Cette religion nouvelle, cette religion sensible a trouvé son accomplissement
dans toute cette époque du design,
de l’urbanisme, de la biopolitique et de la réclame. Elle
n’est autre que le capital, dans sa phase impériale.
Là où l’esthétique
prétend réunir ce qu’elle sépare essentiellement, le geste messianique[1]consiste à assumer
l’union qui est là.
C’est un spectacle qui, depuis un siècle, ne laisse
d’être hilarant : la paralysie chronique de ceux qui
entendent « dépasser la séparation entre l’art et la
vie », ceux qui, dans un même geste, posent une séparation
et prétendent l’abolir. L’opération esthétique domine l’époque
comme ce mouvement double, duplice de tout rassembler pour tout mettre à distance. En ce sens,
elle est bien ce moment de la récapitulation finale dans la parodie, cette « récollection du souvenir » dont parle Hegel au sujet du savoir absolu, où
tout est archivé.
C’est non seulement l’ensemble des événements « du
passé », toute l’« histoire des civilisations »
et des « cultures » qui sont ainsi désactivés,
c’est jusqu’aux tentatives présentes pour faire brèche dans
le cours du temps, jusqu’à l’événement survenu hier qui
sont appréhendés comme déjà passés, qui sont projetés dans le simplement possible. Ce fameux « présent perpétuel »
dont on nous rebat tant les oreilles n’est qu’une assignation
à résidence dans le
lendemain. L’enfer esthétique où nous évoluons se présente
ainsi : tout ce qui pourrait nous animer est réuni là, à
distance de vue mais résolument hors de contact. Tout ce
qui nous fait défaut est retenu dans des limbes inaccessibles.
L’état esthétique, de Schiller à Lille2004, nomme cet état
de suspension où toute « la vie » semble se dérouler,
dans toute sa luxuriance possible, dans toute sa plénitude imaginable, à distance, défendue par un
no man’s land sauvagement gardé. Rien ne matérialise mieux
l’opération esthétique que le triomphe de l’installation
dans l’art contemporain. Ici, c’est le
dispositif lui-même qui se fait œuvre d’art. Nous sommes
absolument inclus en elle, ainsi que tant d’avant-gardes
l’avaient rêvé, et dans le même temps absolument rejetés,
exclus de tout usage possible en son sein. Nous sommes,
par un même mouvement diabolique,
intégrés en tant qu’étranger dans ce petit enfer portatif.
ON n’appelle pas cela esthétique
relationnelle sans quelque bonne raison.

- Données de l'exercice -
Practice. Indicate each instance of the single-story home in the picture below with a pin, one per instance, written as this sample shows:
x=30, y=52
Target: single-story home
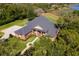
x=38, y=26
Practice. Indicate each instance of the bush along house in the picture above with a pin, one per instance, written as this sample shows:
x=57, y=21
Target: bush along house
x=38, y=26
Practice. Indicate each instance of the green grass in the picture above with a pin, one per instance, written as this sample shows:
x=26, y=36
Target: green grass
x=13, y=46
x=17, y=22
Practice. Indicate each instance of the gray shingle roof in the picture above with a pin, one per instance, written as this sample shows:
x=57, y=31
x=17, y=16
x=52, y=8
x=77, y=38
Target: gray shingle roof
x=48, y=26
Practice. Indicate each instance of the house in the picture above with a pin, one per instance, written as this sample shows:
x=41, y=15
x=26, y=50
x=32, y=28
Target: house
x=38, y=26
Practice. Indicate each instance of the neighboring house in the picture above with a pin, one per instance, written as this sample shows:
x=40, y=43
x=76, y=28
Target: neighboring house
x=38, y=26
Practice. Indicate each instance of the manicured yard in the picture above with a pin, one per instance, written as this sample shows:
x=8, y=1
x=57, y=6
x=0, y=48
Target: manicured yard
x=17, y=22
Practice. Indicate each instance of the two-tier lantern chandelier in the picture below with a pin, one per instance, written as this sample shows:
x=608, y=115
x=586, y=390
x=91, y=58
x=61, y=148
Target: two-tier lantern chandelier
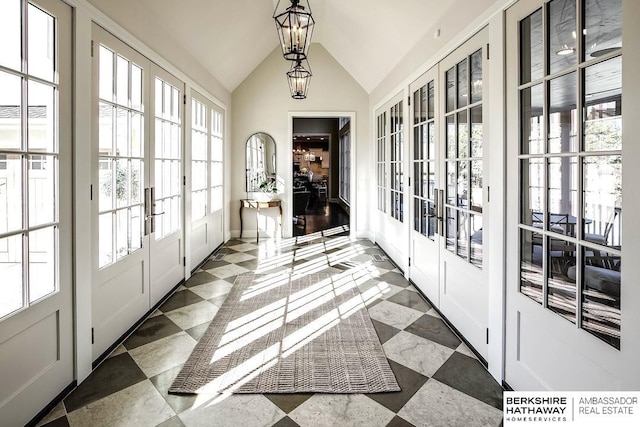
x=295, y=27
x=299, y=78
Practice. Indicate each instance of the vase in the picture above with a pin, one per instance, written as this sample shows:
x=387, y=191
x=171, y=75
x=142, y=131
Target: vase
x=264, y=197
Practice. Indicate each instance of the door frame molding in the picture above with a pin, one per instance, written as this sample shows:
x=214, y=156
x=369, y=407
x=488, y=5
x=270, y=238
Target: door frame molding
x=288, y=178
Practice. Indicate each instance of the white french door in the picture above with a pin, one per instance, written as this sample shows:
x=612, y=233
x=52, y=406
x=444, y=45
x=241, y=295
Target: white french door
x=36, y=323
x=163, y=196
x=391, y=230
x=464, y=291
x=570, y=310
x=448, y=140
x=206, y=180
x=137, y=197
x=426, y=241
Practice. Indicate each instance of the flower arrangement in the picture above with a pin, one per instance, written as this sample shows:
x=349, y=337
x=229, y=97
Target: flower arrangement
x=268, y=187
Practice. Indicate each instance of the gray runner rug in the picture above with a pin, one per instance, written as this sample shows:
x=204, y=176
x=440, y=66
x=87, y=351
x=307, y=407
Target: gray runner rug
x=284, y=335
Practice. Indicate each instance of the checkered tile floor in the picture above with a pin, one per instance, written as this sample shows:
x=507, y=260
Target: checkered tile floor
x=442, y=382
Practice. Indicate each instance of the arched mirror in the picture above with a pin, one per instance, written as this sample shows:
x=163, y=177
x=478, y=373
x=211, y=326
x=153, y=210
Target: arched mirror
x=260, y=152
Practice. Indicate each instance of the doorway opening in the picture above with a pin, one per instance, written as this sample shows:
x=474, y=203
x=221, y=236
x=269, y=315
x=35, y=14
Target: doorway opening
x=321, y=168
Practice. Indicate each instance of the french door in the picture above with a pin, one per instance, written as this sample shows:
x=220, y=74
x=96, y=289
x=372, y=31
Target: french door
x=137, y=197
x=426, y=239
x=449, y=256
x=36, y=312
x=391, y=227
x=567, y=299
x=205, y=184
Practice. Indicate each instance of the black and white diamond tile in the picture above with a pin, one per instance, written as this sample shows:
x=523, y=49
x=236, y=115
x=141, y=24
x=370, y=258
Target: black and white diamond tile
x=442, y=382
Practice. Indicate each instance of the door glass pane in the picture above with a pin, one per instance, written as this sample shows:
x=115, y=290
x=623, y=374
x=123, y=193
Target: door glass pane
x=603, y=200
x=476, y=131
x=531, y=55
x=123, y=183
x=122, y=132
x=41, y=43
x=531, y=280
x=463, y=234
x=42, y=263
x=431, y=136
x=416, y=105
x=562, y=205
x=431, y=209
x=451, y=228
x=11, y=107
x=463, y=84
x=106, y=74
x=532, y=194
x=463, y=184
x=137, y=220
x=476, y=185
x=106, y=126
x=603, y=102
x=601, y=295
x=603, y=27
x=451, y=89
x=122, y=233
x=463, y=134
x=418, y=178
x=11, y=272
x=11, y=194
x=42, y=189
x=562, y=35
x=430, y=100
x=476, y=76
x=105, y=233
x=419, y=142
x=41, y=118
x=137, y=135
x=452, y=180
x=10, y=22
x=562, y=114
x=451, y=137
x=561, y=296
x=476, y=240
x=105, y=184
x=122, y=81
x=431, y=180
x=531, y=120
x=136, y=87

- Consignes écrites -
**A.** Extrayez du texte sur l'esthétique le passage allant de « L’état esthétique, de » à « petit enfer portatif. ».
**B.** Relevez dans les entrées chaque ligne contenant la chaîne « checkered ». Tenez compte des majuscules et des minuscules.

- Corrigés dans l'ordre -
**A.**
L’état esthétique, de Schiller à Lille2004, nomme cet état
de suspension où toute « la vie » semble se dérouler,
dans toute sa luxuriance possible, dans toute sa plénitude imaginable, à distance, défendue par un
no man’s land sauvagement gardé. Rien ne matérialise mieux
l’opération esthétique que le triomphe de l’installation
dans l’art contemporain. Ici, c’est le
dispositif lui-même qui se fait œuvre d’art. Nous sommes
absolument inclus en elle, ainsi que tant d’avant-gardes
l’avaient rêvé, et dans le même temps absolument rejetés,
exclus de tout usage possible en son sein. Nous sommes,
par un même mouvement diabolique,
intégrés en tant qu’étranger dans ce petit enfer portatif.

**B.**
Practice. Indicate each instance of the checkered tile floor in the picture above with a pin, one per instance, written as this sample shows:
Target: checkered tile floor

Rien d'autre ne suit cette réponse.